■ EXERCISE REQUIREMENTS
Write out the listing exactly, from its first line through the line holding "x=365, y=213", but include none of the pictures.

■ THE RECORDS
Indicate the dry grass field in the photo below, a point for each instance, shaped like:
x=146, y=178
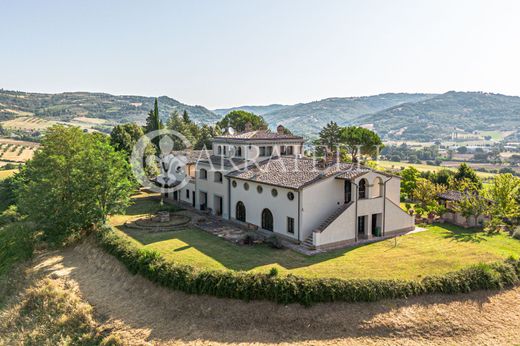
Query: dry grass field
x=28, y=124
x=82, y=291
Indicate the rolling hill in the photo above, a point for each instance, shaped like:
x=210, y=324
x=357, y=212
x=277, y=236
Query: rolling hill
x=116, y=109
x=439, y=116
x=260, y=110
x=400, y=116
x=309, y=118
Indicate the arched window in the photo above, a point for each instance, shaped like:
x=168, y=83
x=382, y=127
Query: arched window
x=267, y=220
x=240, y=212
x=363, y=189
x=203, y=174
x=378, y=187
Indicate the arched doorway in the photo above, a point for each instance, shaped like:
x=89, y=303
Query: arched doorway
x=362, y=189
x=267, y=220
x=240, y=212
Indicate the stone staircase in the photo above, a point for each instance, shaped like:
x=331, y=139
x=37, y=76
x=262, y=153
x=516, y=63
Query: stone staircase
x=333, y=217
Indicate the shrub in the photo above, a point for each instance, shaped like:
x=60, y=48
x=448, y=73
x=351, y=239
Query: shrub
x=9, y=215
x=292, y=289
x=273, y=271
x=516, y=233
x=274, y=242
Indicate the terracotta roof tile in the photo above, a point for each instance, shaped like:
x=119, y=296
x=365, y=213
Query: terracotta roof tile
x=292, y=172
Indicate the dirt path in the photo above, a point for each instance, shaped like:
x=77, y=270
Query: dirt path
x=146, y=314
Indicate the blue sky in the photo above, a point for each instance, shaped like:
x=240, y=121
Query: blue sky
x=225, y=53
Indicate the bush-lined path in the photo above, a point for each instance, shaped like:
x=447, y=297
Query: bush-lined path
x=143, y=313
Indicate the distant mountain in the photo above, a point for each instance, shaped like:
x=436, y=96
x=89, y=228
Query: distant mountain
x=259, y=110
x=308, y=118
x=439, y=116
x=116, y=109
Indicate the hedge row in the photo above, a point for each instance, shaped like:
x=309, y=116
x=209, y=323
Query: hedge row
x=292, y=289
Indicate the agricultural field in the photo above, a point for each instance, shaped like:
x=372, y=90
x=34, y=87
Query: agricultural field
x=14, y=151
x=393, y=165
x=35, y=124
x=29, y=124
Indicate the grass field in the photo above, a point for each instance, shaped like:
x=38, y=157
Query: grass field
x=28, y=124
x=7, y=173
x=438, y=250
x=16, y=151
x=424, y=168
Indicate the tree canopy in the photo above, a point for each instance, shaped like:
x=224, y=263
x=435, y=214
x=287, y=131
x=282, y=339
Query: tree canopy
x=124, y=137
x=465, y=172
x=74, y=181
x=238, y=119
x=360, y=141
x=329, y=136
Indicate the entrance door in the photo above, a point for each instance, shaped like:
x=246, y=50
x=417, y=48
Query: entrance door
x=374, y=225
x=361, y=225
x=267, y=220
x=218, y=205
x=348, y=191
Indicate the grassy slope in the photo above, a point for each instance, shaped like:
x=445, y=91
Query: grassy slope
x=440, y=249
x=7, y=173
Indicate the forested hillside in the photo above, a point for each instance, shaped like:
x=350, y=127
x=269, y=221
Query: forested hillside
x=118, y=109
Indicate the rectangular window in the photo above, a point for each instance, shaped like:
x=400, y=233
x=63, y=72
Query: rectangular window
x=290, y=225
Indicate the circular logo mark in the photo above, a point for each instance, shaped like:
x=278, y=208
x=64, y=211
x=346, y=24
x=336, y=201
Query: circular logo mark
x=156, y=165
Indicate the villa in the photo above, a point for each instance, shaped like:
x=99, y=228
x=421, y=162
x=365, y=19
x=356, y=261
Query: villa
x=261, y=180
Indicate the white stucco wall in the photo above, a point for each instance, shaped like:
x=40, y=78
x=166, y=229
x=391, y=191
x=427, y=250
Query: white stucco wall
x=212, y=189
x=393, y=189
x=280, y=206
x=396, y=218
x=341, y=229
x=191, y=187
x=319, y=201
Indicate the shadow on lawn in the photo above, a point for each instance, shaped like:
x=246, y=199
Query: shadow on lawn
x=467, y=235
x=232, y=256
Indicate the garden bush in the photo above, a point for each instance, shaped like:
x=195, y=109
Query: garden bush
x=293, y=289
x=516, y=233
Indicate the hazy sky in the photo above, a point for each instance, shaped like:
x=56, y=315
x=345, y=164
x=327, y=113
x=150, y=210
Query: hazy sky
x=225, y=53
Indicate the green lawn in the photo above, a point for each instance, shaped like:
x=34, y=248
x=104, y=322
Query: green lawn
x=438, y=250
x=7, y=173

■ SOLUTION
Indicate the dry grass field in the photo below, a point for each instance, shaped like:
x=146, y=178
Query: dry grass field
x=28, y=124
x=82, y=291
Indicate the rolling hill in the photo above, a point for each instance, shaped like:
x=210, y=324
x=357, y=212
x=277, y=236
Query: rolling hill
x=116, y=109
x=439, y=116
x=260, y=110
x=400, y=116
x=309, y=118
Indicate the arched window in the photo above, a point for each instance, shaped like:
x=168, y=83
x=382, y=127
Query: arched window
x=267, y=220
x=240, y=212
x=363, y=189
x=203, y=174
x=378, y=187
Indicate the arched doorway in the photo above, a point for each instance, shaped like:
x=89, y=303
Query: arched doorway
x=362, y=189
x=267, y=220
x=240, y=212
Indicate the stone staircase in the photo above, a point for each instance, shaped like:
x=331, y=139
x=37, y=76
x=262, y=153
x=516, y=63
Query: stone staircase
x=333, y=217
Indicate the shrub in the photo above, a point for each instance, shaped like:
x=60, y=48
x=448, y=73
x=351, y=239
Query: shrub
x=9, y=215
x=292, y=289
x=273, y=271
x=516, y=233
x=274, y=242
Indicate the terracotta roof tile in the photo above, a point for each instance, shaped like:
x=119, y=296
x=365, y=213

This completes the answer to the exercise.